## [WORK INSTRUCTION]
A single figure is required: the number of lines below in which the word "exact" occurs.
---- STUDY MATERIAL
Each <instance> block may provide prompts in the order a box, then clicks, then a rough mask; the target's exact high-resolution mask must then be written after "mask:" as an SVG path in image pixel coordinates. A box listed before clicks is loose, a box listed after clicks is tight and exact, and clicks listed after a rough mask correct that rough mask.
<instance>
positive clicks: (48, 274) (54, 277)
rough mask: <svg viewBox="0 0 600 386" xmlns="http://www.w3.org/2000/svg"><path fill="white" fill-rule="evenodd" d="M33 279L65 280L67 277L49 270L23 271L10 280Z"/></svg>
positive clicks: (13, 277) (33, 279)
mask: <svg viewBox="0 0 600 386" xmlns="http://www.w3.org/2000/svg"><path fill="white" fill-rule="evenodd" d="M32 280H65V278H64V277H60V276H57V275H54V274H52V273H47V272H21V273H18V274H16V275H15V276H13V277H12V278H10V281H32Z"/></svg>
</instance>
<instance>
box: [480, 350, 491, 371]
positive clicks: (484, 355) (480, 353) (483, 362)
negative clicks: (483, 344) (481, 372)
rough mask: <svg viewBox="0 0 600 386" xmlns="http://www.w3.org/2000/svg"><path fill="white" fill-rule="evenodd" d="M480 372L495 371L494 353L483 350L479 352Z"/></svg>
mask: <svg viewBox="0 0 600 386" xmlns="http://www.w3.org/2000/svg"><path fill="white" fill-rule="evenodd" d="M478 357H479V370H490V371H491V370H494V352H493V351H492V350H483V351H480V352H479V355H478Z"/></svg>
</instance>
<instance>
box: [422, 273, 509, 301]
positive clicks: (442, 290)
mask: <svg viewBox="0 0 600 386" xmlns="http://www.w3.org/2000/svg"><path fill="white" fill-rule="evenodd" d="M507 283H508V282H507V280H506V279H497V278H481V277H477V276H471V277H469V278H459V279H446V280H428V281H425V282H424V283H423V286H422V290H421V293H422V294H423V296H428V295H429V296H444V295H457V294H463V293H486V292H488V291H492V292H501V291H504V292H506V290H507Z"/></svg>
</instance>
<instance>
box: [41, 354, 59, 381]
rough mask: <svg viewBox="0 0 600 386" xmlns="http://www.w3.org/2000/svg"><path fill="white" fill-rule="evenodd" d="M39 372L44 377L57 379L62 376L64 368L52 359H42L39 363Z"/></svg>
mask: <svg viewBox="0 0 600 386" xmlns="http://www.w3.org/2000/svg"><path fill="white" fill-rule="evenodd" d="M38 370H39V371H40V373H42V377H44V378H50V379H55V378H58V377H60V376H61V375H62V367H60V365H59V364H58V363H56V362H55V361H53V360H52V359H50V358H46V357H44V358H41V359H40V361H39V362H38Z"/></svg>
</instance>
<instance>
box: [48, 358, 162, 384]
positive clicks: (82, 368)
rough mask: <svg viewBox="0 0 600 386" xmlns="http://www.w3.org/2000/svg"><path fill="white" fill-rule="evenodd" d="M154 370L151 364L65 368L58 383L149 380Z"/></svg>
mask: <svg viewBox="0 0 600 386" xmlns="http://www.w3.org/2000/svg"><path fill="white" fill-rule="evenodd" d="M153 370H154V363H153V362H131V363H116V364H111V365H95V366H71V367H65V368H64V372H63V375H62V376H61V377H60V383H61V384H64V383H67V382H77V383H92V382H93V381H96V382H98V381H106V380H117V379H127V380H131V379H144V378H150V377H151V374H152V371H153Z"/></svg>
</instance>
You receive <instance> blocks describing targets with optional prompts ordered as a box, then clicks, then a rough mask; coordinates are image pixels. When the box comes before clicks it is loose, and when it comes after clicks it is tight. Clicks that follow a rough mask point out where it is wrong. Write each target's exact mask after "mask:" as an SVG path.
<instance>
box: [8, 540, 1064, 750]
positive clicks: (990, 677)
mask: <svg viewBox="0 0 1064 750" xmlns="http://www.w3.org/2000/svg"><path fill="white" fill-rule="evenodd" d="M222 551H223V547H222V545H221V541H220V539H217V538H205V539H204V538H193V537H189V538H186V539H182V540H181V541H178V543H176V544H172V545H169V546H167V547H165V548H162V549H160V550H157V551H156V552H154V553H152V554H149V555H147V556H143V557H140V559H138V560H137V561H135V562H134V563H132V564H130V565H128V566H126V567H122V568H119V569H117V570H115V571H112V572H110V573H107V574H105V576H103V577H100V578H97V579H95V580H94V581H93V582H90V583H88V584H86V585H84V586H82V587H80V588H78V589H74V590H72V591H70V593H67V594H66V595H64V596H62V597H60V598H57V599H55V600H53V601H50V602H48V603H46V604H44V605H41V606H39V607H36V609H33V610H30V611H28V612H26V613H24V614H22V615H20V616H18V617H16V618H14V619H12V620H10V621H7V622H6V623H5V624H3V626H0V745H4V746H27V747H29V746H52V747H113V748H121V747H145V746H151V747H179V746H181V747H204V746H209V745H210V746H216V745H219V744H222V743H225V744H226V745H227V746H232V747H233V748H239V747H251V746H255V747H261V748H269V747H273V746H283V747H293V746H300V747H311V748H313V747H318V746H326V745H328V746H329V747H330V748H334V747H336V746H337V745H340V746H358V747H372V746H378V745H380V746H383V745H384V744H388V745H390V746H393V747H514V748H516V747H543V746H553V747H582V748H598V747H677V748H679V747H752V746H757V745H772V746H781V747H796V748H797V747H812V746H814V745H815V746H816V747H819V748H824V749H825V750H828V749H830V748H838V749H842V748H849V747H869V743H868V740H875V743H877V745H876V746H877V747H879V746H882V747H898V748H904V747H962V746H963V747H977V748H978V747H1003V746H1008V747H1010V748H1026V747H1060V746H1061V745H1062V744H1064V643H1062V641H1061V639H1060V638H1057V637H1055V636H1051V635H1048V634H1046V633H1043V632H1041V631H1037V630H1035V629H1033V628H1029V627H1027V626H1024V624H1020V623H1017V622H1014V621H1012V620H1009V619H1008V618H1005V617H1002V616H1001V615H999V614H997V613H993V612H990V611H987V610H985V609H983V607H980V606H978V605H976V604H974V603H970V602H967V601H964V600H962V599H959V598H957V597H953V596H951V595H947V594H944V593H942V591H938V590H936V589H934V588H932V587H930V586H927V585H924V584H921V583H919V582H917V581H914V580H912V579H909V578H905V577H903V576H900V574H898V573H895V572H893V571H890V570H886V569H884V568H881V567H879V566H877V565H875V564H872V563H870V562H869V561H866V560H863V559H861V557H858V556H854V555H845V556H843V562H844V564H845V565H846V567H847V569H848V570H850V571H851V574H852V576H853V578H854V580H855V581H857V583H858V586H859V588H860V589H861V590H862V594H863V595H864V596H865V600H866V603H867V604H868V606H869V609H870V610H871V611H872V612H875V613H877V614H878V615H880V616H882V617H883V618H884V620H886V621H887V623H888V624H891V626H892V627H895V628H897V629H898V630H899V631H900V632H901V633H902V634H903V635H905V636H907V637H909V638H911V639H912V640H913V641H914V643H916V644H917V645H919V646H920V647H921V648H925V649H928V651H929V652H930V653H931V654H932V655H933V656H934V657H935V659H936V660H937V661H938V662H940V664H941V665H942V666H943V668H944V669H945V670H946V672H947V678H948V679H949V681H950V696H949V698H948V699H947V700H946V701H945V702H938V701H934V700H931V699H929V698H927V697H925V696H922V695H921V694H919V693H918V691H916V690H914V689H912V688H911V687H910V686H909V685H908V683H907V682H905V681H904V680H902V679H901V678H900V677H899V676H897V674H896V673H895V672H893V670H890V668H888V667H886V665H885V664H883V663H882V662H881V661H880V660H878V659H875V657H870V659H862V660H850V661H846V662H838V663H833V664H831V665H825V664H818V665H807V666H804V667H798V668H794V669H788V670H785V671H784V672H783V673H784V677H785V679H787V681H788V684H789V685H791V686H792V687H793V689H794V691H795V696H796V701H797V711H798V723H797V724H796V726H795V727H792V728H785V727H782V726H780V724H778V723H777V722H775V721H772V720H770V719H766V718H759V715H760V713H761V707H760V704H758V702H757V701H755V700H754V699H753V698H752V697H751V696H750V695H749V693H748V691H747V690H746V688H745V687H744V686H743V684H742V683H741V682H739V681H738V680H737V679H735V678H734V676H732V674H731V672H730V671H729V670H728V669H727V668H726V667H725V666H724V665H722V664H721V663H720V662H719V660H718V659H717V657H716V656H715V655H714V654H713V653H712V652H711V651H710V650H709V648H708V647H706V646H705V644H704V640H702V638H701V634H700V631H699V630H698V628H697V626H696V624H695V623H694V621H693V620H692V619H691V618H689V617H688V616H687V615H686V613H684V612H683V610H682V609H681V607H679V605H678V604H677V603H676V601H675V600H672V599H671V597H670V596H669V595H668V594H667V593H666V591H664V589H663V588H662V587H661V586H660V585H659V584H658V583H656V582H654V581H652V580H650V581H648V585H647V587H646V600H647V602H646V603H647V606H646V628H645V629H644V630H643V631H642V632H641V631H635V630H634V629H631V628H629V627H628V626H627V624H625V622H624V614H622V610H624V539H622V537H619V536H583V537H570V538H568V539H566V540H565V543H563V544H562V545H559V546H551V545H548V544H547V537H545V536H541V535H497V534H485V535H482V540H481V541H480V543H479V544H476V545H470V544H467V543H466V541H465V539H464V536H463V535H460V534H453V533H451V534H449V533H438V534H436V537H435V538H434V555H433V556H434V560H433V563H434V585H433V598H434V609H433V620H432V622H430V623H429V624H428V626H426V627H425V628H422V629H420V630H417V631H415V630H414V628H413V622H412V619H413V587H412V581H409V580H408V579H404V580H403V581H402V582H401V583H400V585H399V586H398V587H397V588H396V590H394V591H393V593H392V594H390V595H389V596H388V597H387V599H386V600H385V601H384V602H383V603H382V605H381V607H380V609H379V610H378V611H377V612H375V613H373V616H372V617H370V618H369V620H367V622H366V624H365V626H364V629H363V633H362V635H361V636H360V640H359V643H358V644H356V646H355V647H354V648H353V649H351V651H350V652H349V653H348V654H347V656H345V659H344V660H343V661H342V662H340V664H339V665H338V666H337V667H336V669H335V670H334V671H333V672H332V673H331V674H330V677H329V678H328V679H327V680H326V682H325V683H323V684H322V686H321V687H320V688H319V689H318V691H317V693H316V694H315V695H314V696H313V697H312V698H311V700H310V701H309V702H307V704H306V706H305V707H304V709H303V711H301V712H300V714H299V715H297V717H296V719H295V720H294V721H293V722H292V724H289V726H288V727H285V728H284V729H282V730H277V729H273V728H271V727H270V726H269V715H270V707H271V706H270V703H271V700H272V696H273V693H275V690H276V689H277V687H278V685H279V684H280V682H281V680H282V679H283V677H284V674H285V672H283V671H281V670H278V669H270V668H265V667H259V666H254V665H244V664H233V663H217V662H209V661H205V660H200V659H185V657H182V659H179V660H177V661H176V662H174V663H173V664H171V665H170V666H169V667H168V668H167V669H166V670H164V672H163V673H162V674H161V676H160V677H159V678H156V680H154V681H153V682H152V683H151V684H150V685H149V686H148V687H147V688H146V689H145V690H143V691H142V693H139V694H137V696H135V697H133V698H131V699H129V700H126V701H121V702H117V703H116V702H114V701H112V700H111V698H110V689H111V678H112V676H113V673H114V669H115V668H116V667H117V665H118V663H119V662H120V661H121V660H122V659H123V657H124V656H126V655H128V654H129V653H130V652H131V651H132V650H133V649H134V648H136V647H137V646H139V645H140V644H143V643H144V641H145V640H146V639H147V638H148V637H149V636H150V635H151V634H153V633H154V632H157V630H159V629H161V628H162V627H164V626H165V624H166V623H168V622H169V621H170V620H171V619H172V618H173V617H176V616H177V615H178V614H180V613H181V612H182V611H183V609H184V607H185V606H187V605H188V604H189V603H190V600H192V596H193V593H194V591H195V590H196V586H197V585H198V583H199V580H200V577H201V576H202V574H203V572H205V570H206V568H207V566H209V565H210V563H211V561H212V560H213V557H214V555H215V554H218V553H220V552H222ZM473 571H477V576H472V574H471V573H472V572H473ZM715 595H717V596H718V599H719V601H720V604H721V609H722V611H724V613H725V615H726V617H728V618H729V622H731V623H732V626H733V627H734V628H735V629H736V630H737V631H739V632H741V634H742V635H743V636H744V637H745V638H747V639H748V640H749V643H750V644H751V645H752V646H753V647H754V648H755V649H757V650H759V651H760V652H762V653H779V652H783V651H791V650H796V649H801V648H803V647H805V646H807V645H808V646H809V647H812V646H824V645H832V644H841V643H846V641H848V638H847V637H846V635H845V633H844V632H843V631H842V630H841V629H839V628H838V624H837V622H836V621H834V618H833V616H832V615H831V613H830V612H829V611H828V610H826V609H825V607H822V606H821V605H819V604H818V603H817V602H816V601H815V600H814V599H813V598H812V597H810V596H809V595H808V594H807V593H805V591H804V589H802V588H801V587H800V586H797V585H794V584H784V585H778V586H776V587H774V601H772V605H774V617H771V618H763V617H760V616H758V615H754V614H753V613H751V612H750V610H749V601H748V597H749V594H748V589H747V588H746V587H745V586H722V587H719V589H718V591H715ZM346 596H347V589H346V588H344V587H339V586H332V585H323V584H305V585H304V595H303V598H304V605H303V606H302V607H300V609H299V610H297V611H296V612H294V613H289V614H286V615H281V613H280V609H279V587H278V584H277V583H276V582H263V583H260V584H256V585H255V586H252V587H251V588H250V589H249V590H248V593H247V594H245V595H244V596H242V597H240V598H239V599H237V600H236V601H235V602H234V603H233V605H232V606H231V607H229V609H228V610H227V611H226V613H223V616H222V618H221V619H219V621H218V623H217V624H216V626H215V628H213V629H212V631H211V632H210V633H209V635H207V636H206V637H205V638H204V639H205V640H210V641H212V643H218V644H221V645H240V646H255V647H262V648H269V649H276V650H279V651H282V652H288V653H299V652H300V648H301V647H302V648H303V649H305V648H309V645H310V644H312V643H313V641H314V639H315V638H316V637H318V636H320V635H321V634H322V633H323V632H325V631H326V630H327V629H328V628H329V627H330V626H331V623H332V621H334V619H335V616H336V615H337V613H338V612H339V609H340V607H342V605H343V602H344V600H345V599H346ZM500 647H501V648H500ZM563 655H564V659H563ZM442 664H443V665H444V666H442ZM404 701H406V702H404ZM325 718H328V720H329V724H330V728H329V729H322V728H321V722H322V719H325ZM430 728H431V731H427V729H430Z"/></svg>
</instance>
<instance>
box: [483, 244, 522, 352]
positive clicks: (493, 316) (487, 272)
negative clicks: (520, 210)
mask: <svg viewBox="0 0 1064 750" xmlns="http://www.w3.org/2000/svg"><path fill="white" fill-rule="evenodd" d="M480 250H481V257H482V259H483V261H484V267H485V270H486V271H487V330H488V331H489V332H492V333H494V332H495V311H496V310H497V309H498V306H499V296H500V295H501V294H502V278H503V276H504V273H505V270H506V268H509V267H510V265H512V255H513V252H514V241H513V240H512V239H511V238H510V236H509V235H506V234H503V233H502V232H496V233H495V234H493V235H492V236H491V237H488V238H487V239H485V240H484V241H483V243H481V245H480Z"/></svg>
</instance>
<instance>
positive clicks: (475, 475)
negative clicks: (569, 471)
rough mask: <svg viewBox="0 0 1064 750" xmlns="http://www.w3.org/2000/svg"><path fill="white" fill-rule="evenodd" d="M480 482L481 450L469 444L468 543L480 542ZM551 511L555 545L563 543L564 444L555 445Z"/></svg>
--------
## [TASK RESPONSE]
2